Markel said that SciTegic has collaborated with Lucidyx of Cleveland to create the BioMining module for Pipeline Pilot, which will add data-integration capabilities to the platform’s application-integration features. The module will provide access to around 50 data resources, Markel said.
The Lucidyx technology uses a gene ID as the “point of federation” for different resources, Markel said, and relies on an indexing scheme that provides rapid access between data sources.
The module is available through the BioMining Server, an in-house system that is updated nightly and can be integrated with proprietary data sources, or as an offsite data service, which does not provide access to in-house resources.
In addition, Markel said that the Accelrys bioinformatics R&D team in Bangalore, India, is currently wrapping the GCG package so that it can be implemented in Pipeline Pilot.
The sequence analysis module for Pipeline Pilot currently includes around 100 utilities based on a number of open source and publicly available tools. Markel said that SciTegic is considering several new capabilities for long-term development, including gene expression, proteomics, pathway analysis, and chemogenomics.

AVAILABLE DATA.
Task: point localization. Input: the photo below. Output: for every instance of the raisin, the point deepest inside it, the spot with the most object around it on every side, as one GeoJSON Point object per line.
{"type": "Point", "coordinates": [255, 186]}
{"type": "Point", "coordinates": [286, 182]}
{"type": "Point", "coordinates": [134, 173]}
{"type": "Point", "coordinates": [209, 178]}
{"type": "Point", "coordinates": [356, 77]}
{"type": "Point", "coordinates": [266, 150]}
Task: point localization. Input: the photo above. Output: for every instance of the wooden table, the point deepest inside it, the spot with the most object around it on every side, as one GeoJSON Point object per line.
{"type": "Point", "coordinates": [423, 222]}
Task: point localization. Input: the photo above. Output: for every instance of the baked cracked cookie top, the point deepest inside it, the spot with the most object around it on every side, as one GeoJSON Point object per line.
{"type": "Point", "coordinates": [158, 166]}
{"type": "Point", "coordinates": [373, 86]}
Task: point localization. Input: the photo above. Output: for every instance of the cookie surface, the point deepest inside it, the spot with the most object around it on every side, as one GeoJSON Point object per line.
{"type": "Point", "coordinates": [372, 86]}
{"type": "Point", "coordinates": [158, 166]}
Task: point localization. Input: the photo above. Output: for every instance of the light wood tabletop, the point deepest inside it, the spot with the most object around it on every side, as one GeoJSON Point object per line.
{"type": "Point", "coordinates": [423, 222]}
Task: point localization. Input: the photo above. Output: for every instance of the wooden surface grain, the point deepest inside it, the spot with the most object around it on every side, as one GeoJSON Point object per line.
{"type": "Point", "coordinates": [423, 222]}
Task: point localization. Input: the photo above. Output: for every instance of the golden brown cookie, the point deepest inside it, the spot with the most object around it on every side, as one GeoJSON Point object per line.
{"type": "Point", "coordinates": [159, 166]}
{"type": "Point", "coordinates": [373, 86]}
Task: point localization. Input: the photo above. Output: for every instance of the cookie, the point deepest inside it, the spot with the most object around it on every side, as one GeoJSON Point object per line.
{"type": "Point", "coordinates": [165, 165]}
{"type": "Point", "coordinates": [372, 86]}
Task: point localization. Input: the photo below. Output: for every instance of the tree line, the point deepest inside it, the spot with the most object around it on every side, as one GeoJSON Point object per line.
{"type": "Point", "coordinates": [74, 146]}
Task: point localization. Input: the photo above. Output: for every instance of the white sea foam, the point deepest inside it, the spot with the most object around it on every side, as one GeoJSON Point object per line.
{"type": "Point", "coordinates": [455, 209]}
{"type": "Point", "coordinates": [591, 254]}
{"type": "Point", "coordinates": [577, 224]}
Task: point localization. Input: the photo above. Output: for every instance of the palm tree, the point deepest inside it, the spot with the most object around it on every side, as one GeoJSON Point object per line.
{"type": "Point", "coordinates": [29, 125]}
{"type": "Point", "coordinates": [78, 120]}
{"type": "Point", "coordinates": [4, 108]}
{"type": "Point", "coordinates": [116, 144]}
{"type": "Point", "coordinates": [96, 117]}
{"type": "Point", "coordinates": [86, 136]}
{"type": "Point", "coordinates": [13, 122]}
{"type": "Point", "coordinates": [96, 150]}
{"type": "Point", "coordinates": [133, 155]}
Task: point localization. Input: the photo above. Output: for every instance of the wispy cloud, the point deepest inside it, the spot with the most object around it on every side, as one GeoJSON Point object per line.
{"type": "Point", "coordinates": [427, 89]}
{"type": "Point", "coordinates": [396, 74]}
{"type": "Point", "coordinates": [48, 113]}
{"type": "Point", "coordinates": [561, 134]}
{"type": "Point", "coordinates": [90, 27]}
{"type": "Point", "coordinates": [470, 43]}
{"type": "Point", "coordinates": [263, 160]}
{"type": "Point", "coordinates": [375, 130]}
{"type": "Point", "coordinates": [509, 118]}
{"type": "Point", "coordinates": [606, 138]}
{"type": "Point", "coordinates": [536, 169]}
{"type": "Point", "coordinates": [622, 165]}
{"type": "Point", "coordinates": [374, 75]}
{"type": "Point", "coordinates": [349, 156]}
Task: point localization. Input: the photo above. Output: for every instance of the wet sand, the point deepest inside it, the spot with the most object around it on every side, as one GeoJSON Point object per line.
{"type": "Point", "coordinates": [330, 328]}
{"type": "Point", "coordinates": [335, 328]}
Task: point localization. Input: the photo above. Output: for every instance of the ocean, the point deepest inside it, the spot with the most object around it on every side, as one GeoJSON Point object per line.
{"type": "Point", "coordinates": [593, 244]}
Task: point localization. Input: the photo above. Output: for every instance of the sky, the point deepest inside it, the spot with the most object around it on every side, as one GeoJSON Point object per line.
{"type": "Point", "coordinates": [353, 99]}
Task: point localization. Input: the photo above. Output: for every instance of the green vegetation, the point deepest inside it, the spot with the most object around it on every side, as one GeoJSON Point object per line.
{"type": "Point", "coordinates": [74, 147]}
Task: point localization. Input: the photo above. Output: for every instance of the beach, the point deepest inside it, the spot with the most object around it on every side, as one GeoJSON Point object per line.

WHAT IS REQUIRED.
Write the next part of the text about SciTegic's Pipeline Pilot, starting after its final sentence.

TASK OUTPUT.
IBM’s Genographic Project Results in New Clustering Method
Researchers at IBM have developed a new classification method with applications in cancer diagnostics as part of the Genographic Project — an initiative that IBM kicked off last year in collaboration with National Geographic with the goal of collecting more than 100,000 DNA samples from indigenous populations around the world in order to map global human migratory history [BioInform 04-18-05].
Gyan Bhanot, a research staff member at IBM’s TJ Watson Research Center, told BioInform that the company has developed an approach called unsupervised consensus ensemble clustering that is able to classify large data sets into very distinct categories.
The method was initially developed to build a phylogenetic tree using data gathered from the Genographic Project, and was able to improve upon the phylogenetic tree that is currently used, which has misclassified two Eurasian groups, Bhanot said. The IBM clustering algorithm was able to analyze all the available data to reclassify the two groups in a “more geographically appropriate location,” he said.
The approach also indicated that the human population that migrated from Africa to Australia did so before the population that migrated to Eurasia and Europe.
The IBM researchers are currently preparing a paper on their findings that they plan to submit for publication.
The team has also successfully applied the method to gene expression data from breast cancer patients, Bhanot said. The approach was able to distinguish seven distinct subtypes in a set of normal and diseased samples — one normal cluster, two separate “low-grade” clusters with a good prognoses, and four “high-grade” clusters of patients with cancers that would be more difficult to treat.
In a validation test using a data set of samples from patients that had undergone a 150-month follow-up after treatment, the predicted subtypes matched the patient survival rates with a high degree of occurrence, Bhanot said.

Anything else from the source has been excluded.